━━━ MATERIALS PROVIDED
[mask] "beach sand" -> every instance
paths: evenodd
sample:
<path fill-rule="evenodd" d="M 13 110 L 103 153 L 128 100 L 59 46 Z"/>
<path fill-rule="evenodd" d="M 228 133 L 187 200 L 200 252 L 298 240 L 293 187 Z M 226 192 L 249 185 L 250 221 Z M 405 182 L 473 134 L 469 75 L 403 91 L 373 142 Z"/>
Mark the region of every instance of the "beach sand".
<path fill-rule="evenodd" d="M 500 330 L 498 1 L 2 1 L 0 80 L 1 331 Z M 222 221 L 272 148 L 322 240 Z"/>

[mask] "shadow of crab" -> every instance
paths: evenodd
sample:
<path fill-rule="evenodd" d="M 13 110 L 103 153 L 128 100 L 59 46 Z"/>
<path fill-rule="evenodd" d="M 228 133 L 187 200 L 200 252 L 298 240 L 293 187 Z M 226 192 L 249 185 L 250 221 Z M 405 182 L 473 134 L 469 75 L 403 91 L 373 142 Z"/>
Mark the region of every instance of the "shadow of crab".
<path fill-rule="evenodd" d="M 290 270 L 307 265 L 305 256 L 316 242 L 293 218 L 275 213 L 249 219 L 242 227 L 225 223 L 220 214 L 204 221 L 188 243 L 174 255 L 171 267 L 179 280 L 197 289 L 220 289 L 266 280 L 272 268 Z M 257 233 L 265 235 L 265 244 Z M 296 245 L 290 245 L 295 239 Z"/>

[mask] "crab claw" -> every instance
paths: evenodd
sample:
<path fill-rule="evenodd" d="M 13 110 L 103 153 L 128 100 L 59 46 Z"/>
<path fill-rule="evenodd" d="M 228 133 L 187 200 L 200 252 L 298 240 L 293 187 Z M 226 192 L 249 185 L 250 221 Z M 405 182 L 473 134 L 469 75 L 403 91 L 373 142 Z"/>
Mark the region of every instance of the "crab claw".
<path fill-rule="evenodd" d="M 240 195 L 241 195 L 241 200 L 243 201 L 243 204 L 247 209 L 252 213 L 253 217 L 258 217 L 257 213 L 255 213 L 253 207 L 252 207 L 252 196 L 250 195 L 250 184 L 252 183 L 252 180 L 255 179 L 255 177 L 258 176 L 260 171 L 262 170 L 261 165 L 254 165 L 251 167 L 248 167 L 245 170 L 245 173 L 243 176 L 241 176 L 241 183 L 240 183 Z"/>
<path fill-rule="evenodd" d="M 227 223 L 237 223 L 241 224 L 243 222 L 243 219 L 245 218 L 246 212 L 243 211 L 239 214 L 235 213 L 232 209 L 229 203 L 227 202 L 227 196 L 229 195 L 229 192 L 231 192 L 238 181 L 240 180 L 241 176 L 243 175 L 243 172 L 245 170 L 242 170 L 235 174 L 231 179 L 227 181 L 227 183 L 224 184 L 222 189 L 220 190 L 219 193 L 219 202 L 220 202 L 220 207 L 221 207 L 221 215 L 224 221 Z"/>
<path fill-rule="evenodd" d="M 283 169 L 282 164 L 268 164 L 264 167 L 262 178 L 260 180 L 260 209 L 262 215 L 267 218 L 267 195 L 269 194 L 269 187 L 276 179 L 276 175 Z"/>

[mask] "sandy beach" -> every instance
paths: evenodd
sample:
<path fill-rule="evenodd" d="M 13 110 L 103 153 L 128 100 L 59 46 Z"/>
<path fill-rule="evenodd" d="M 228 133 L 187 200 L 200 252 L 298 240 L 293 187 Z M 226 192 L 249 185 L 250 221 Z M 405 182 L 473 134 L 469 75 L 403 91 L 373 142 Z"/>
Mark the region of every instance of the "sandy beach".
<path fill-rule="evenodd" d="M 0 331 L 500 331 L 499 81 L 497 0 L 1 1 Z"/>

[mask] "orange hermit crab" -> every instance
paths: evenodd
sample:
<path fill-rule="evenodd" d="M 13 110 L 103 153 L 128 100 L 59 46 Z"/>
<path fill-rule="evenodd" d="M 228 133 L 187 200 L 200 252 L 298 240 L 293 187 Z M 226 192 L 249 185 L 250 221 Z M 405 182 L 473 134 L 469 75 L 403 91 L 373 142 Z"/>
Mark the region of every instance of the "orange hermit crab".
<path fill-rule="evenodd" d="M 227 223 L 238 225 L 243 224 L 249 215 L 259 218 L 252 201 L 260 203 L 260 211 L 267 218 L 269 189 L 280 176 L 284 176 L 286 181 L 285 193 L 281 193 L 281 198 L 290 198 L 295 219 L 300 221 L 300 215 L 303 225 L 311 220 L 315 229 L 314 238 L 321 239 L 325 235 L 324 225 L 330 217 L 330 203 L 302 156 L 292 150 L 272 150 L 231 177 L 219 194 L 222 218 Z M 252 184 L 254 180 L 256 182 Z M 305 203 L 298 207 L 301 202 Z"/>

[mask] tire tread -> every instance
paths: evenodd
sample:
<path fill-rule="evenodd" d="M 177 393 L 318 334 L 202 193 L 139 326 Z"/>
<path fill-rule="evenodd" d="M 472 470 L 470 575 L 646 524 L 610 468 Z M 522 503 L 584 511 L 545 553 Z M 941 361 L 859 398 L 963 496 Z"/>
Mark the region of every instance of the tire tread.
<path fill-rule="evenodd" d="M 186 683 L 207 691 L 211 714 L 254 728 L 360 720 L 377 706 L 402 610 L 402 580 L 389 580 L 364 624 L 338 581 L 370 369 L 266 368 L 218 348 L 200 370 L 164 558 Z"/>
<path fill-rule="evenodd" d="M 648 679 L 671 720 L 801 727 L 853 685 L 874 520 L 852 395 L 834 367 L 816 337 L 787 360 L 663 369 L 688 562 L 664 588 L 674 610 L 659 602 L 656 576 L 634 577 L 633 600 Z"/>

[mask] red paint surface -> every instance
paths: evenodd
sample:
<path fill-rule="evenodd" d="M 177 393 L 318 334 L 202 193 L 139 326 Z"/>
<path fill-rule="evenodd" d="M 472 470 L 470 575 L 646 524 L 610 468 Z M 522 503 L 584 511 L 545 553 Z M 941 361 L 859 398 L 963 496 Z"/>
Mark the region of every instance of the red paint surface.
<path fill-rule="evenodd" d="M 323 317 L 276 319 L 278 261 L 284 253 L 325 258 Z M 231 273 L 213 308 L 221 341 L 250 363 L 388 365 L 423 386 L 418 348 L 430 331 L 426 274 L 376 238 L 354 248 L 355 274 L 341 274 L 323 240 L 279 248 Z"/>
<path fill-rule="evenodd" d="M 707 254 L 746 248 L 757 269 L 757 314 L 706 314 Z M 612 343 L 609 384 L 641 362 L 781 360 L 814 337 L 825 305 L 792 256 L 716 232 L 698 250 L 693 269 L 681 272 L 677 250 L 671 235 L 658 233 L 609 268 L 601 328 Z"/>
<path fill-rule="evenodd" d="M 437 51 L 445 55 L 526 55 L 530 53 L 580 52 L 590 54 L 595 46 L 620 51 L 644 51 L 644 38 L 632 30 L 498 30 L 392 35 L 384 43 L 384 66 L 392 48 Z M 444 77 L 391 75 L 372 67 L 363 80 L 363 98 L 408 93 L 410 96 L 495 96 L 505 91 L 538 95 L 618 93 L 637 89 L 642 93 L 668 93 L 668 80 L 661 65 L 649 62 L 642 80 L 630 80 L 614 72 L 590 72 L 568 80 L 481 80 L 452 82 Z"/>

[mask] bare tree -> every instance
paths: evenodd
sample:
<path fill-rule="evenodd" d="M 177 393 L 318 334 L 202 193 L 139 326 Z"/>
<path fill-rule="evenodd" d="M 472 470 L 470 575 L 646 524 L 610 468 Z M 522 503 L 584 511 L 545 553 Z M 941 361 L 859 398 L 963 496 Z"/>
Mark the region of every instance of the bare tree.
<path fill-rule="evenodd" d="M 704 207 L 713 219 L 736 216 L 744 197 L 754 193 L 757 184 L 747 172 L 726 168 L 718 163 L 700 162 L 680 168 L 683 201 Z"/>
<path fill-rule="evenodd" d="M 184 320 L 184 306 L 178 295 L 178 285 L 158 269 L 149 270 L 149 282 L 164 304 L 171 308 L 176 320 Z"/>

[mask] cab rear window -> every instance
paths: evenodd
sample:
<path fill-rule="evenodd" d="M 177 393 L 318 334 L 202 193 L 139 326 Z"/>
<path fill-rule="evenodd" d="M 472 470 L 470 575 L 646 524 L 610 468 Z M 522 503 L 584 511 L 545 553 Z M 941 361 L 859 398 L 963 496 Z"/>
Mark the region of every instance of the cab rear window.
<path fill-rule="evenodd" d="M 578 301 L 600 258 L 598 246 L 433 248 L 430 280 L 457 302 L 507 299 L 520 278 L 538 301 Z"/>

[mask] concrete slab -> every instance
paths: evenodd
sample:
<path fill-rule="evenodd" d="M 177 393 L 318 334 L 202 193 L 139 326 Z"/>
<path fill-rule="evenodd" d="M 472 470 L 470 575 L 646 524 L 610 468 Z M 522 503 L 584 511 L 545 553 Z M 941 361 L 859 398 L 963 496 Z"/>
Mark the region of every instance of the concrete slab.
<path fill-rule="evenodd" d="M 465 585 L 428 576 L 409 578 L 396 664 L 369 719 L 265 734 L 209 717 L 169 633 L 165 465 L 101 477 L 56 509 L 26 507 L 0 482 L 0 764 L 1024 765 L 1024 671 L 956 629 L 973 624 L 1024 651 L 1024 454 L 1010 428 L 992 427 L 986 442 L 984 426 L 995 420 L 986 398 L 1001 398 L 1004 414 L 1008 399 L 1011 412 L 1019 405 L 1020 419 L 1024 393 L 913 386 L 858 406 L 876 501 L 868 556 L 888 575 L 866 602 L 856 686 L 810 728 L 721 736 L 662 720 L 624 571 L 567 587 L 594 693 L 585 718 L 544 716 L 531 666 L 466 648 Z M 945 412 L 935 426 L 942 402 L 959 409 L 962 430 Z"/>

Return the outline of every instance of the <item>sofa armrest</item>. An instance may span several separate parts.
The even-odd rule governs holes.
━━━━━━
** PROMPT **
Among the lines above, find those with the string "mask" and copy them.

** ANSWER FOR THE TASK **
[mask] "beach sand" -> every instance
[mask] "shadow of crab" -> every instance
[mask] "crab claw" -> every instance
[mask] "sandy beach" -> every instance
[mask] "orange hermit crab" -> every instance
[mask] tire tread -> every instance
[mask] red paint surface -> every instance
[mask] bare tree -> every instance
[mask] cab rear window -> every instance
[mask] concrete slab -> every instance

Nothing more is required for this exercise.